## Text shown
════════════════════

Monitoring Health for On-Premises Deployments

Contents

Introduction

Monitoring On-Premises Components

Additional Monitoring

Introduction

Overview

This article provides examples and best practices for monitoring the health of an On-Premises OverOps installation. There are many monitoring tools available and this document aims to provide general guidance for monitoring the OverOps components regardless of the tools you are using.

Refer to OverOps Compatibility Guide for all supported software.

Note: Before beginning, use the below provided information to prepare for the procedures and configuration changes described in the main section of this document.

Use Case: Monitoring the State of the OverOps Implementation for On-Premises Deployment

When OverOps is deployed on-premises, the OverOps implementation cannot be monitored. As a diligent IT Operations or DevOps Manager you want to put processes in place which help you mitigate potential issues as soon as they occur.

════════════════════

## Dataset section
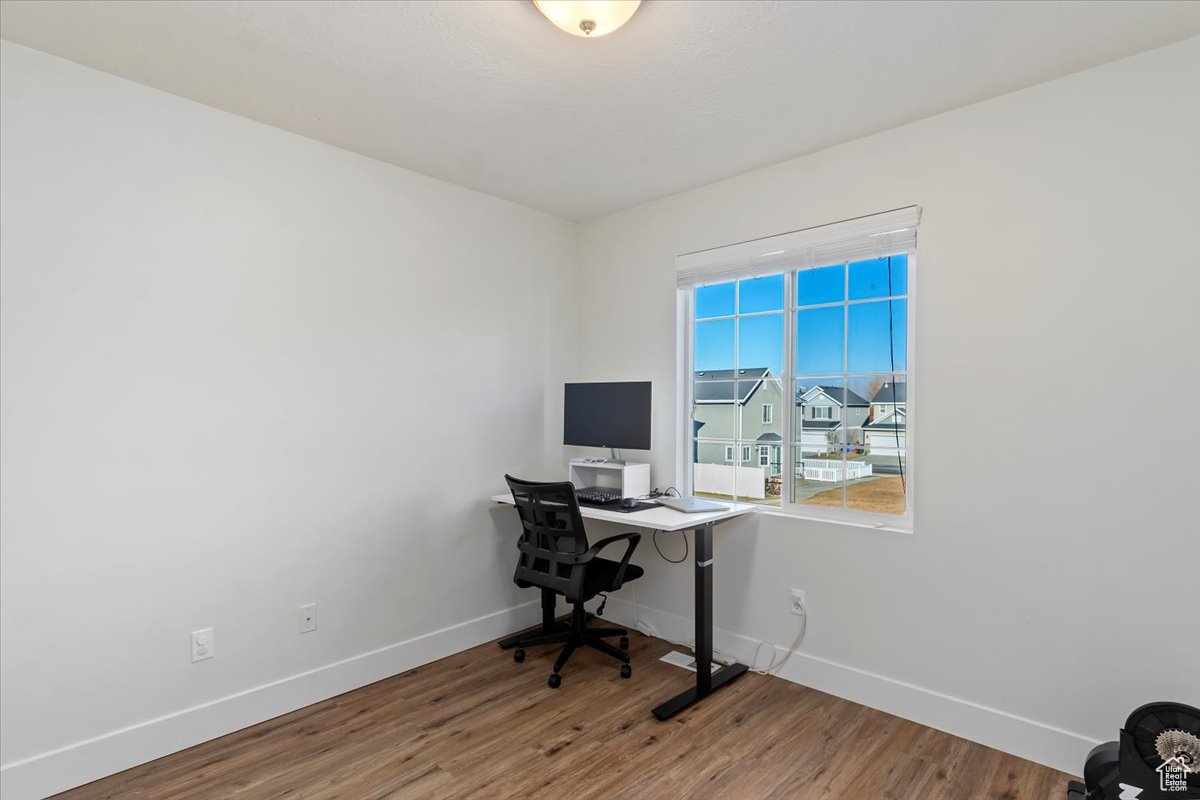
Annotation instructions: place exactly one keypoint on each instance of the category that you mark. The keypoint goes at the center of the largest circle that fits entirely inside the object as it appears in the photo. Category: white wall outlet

════════════════════

## Written problem 1
How would you render this sentence from the OverOps monitoring article in Spanish: "Refer to OverOps Compatibility Guide for all supported software."
## Written problem 2
From the OverOps monitoring article, quote everything from "This article provides" down to "of this document.".
## Written problem 3
Answer these questions about the OverOps monitoring article:
(a) Which guide does it point readers to for all supported software?
(b) In the use case, what cannot be monitored when OverOps is deployed on-premises?
(c) According to the overview, what does the document aim to provide?

## Exercise answer 1
Consulte la Guía de compatibilidad de OverOps para conocer todo el software compatible.

## Exercise answer 2
This article provides examples and best practices for monitoring the health of an On-Premises OverOps installation. There are many monitoring tools available and this document aims to provide general guidance for monitoring the OverOps components regardless of the tools you are using.

Refer to OverOps Compatibility Guide for all supported software.

Note: Before beginning, use the below provided information to prepare for the procedures and configuration changes described in the main section of this document.

## Exercise answer 3
(a) The OverOps Compatibility Guide.
(b) The OverOps implementation.
(c) General guidance for monitoring the OverOps components, regardless of the tools you are using.